Instruction: Render each line of the records below as one string in a JSON list, skipping blank lines and leaving out the pictures.

Given data:

____

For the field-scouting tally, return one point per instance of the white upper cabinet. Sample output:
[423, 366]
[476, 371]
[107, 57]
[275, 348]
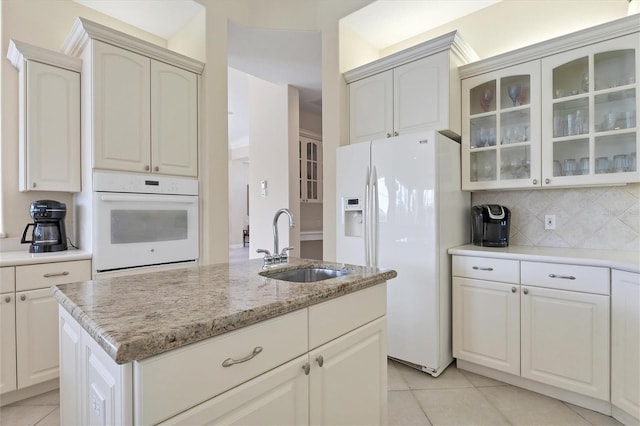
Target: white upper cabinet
[409, 91]
[141, 112]
[589, 118]
[49, 118]
[174, 120]
[570, 119]
[121, 109]
[501, 131]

____

Task solution:
[
  "For the field-scouting tally, return one point per instance of the white upper cabinet. Sample output:",
  "[423, 366]",
  "[476, 371]",
  "[107, 57]",
  "[275, 348]",
  "Target: white upper cabinet",
  "[409, 91]",
  "[141, 112]",
  "[589, 118]",
  "[49, 118]",
  "[174, 120]",
  "[570, 119]",
  "[121, 109]",
  "[501, 131]"
]